#### Zu beantwortende Fragen:
A. Beantworten Sie anhand des Auszugs zur Jugendkriminalität diese Fragen:
(i) Um wie viel Prozent stieg die Zahl tatverdächtiger Kinder 2022 im Vergleich zu 2019?
(ii) Wie viel Prozent machen die vulnerablen Altersgruppen bei den rund 1,1 Millionen Geflüchteten aus der Ukraine aus?
(iii) Welche Delikte bilden laut Münch das Gros der Taten?
B. Geben Sie den Auszug zur Jugendkriminalität zwischen "Zum starken Anstieg" und "der Statistik wieder.", beides eingeschlossen, wieder und tauschen Sie dabei "Herkunftsländern" gegen "Heimatländern".
C. Nennen Sie alle Jahreszahlen, die im Auszug zur Jugendkriminalität vorkommen.

**** Auszug

"Die Lage wird sich in den kommenden Jahren in keiner Weise dramatisieren. Das wird sich alles wieder einpendeln", sagt der Kriminologe Bachmann von der Rechtswissenschaftlichen Fakultät der Universität Köln im Gespräch mit dem WDR. Bundesweit ist der Anstieg aber deutlich: Die Zahl tatverdächtiger Kinder (bis 14 Jahre) stieg 2022 im Vergleich zum Vor-Corona-Jahr 2019 um 16,3 Prozent, die Zahl tatverdächtiger Jugendlicher (14 bis 18 Jahre) um 6,8 Prozent.
BKA-Chef Münch rechnet mit schnellem Rückgang
Diese Zahlen präsentierte BKA-Präsident Holger Münch bei der Vorstellung der bundesweiten Kriminalstatistik am Donnerstag. Alarmiert klang aber auch er nicht. Münch verwies auf den deutlich höheren Anteil nicht-deutscher Tatverdächtiger in der Statistik. Nach den Zuwanderungswellen 2015 und 2016 seien die Zahlen schnell wieder zurückgegangen, was er auch jetzt für "eher wahrscheinlich" halte: "Mein Fazit ist also, dass diese auf den ersten Blick sehr negative Entwicklung noch nicht automatisch alarmierend ist. Wir müssen sie aber weiter beobachten."
Zum starken Anstieg trügen Geflüchtete bei, "die im Kontext kriegerischer Ereignisse aus den Herkunftsländern schlimme Erfahrungen mitbringen". Diese vulnerablen Altersgruppen seien bei den Geflüchteten besonders stark vertreten, bei den rund 1,1 Millionen Geflüchteten aus der Ukraine machten sie 35 Prozent aus. Ähnliches gelte für Syrien. Das schlage sich in der Statistik wieder.
Nicht-Deutsche stärker von Risikofaktoren betroffen
Münch betonte, dass nicht-deutsche Minderjährige stärker von Risikofaktoren betroffen seien. Bei Diebstahldelikten - die das Gros der Taten bilden - seien beispielsweise ökonomische Aspekte und bei Gewaltdelikten Stress mögliche Auslöser. Ursachen, die insgesamt eine größere Rolle spielten: "Da kommen wir wieder zu dem Stichwort Corona. Solche Risikofaktoren sind fraglos in den vergangenen Jahren zusätzlich hinzugekommen", sagt Münch.

********
**** Bereitgestellte Angaben

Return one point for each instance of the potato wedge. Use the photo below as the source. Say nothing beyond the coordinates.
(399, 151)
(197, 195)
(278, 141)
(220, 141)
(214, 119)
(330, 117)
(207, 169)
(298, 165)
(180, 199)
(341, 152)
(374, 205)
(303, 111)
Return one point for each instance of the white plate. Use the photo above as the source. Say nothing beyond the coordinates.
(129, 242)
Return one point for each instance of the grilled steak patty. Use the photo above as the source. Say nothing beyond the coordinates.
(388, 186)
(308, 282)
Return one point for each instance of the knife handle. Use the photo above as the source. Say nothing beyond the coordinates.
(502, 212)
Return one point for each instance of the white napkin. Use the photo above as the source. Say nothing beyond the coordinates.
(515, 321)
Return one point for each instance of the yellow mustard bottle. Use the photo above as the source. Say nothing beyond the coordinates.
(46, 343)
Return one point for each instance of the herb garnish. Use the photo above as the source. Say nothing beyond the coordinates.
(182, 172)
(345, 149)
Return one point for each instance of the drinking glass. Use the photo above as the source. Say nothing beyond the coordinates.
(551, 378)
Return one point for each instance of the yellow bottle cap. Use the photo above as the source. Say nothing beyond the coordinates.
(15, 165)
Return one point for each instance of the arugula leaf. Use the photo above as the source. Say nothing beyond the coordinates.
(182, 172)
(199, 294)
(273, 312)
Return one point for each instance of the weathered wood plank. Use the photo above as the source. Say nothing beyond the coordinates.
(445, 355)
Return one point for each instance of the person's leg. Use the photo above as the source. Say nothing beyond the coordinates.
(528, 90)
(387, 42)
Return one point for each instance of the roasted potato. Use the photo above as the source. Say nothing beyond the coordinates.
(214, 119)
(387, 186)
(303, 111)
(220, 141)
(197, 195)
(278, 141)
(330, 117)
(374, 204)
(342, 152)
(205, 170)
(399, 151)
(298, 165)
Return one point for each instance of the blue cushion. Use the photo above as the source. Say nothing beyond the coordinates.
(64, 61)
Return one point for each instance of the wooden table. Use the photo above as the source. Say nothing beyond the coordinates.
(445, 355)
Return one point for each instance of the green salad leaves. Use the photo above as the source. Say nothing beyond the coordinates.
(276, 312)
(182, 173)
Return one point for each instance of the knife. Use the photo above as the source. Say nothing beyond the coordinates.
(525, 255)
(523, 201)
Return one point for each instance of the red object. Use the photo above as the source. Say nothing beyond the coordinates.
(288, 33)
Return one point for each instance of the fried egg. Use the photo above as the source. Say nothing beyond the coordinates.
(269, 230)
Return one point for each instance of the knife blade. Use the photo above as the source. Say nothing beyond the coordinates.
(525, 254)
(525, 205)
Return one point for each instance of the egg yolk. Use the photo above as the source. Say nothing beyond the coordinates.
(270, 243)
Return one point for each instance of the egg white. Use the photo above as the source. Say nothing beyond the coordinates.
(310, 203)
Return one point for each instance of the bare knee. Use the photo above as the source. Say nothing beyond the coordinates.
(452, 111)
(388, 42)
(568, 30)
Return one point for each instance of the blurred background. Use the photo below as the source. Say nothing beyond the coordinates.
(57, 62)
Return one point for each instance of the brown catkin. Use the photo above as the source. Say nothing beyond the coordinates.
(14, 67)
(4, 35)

********

#### Antworten je Aufgabe:
A.
(i) Um 16,3 Prozent.
(ii) 35 Prozent.
(iii) Diebstahldelikte.

B.
Zum starken Anstieg trügen Geflüchtete bei, "die im Kontext kriegerischer Ereignisse aus den Heimatländern schlimme Erfahrungen mitbringen". Diese vulnerablen Altersgruppen seien bei den Geflüchteten besonders stark vertreten, bei den rund 1,1 Millionen Geflüchteten aus der Ukraine machten sie 35 Prozent aus. Ähnliches gelte für Syrien. Das schlage sich in der Statistik wieder.

C. 2022, 2019, 2015, 2016